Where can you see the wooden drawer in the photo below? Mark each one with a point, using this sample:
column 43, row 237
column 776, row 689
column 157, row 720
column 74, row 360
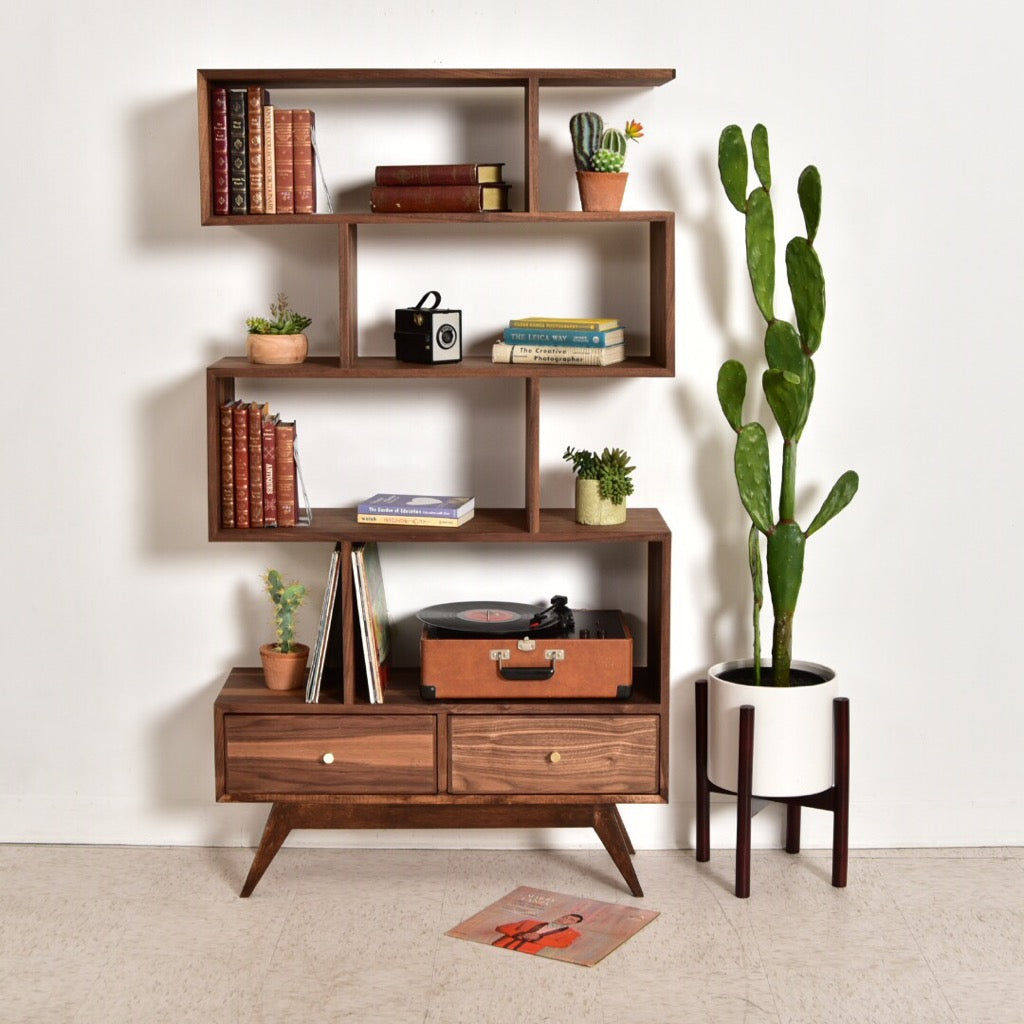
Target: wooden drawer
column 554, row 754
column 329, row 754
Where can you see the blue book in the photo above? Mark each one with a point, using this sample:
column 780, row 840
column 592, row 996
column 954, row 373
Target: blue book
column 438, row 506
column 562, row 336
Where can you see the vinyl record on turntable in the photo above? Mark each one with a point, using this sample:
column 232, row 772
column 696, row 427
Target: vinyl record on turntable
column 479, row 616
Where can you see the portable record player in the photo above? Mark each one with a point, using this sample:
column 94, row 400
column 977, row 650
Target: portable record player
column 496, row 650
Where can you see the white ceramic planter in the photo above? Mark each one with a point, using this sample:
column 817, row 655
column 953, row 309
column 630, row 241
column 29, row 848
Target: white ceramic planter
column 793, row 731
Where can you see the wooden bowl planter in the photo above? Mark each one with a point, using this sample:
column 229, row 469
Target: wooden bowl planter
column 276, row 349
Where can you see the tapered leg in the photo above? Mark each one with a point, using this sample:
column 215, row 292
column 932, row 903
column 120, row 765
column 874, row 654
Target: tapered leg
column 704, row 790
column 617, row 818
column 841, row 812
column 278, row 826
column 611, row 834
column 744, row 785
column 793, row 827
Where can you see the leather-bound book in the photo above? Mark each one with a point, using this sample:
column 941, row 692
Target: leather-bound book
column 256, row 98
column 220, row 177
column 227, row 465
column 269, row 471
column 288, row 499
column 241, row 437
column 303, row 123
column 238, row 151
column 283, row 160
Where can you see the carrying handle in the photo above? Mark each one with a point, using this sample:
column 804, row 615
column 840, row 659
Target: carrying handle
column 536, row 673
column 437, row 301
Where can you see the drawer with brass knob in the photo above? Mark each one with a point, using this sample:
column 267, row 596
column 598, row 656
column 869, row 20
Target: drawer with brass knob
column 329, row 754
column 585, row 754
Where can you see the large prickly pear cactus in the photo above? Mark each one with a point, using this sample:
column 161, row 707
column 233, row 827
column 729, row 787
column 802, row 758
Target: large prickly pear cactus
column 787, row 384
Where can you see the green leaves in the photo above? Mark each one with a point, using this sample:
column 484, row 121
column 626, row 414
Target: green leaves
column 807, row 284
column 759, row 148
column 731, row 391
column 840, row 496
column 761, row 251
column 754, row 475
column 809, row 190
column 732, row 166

--- Work to be completed ---
Rewrite every line of the entries above as a numbered list, skipping any blank lines and leaving out the picture.

--- Right answer ---
1. Where can you see the wooden drawer in the photo below? Mark each one with a point, using this sample:
2. column 43, row 237
3. column 776, row 689
4. column 157, row 720
5. column 74, row 360
6. Target: wooden drawer
7. column 554, row 754
8. column 329, row 754
9. Where can you see the blue book in the photo above? Mark each one with a point, using this sample:
10. column 780, row 840
11. column 592, row 996
12. column 954, row 373
13. Target: blue book
14. column 438, row 506
15. column 562, row 336
16. Where can you see the vinyl record on turntable in the photo above? Mark each one with a point, using this sample:
17. column 232, row 772
18. column 696, row 427
19. Target: vinyl record on turntable
20. column 479, row 616
21. Where can you see the portable record player in the photo above? Mark each one with a point, using this sample:
22. column 94, row 400
23. column 977, row 650
24. Target: portable record player
25. column 496, row 650
26. Where can you see the white ceramic planter in the photo above? Mark each one with a point, using this sample:
27. column 817, row 655
28. column 953, row 309
29. column 630, row 241
30. column 29, row 848
31. Target: white ceramic planter
32. column 793, row 731
33. Where can you see the wooden bowl planter in the photo above? Mark each one with a point, using this sample:
34. column 229, row 469
35. Target: wooden bowl planter
36. column 276, row 349
37. Where can you see the tapered leg in the photo above? Mark each one with a point, using this sample:
38. column 215, row 292
39. column 932, row 903
40. column 120, row 765
41. column 874, row 654
42. Target: tapered leg
43. column 704, row 790
44. column 617, row 818
45. column 841, row 812
46. column 278, row 826
47. column 611, row 834
48. column 744, row 785
49. column 793, row 827
50. Where can you see the leather-bound book in the photo above? Mark each one with a point, using this sample:
51. column 941, row 692
52. Target: leather-bound book
53. column 256, row 98
54. column 220, row 177
55. column 227, row 465
56. column 269, row 471
57. column 288, row 499
58. column 241, row 437
59. column 303, row 123
60. column 238, row 151
61. column 283, row 160
62. Where can you see the carrying handle in the photo above? Mark each one with a point, using this sample:
63. column 804, row 615
64. column 840, row 659
65. Target: carrying handle
66. column 536, row 673
67. column 437, row 301
68. Where can you see the drawer with brass knob in the photo above? Mark each one with a point, using this sample:
69. column 267, row 596
70. column 598, row 656
71. column 869, row 20
72. Target: drawer with brass knob
73. column 329, row 754
74. column 585, row 754
75. Where can you see the large prickly pear cactus in the photo above? Mark each one with a point, using this sample:
76. column 161, row 707
77. column 233, row 827
78. column 729, row 787
79. column 802, row 758
80. Target: large prickly pear cactus
81. column 787, row 384
82. Where can you see the green leaves in the photo above? Mark each one with a point, using this sample:
83. column 484, row 121
84. column 626, row 414
85. Target: green leaves
86. column 807, row 284
87. column 759, row 148
88. column 731, row 391
89. column 840, row 496
90. column 761, row 251
91. column 754, row 475
92. column 809, row 190
93. column 732, row 166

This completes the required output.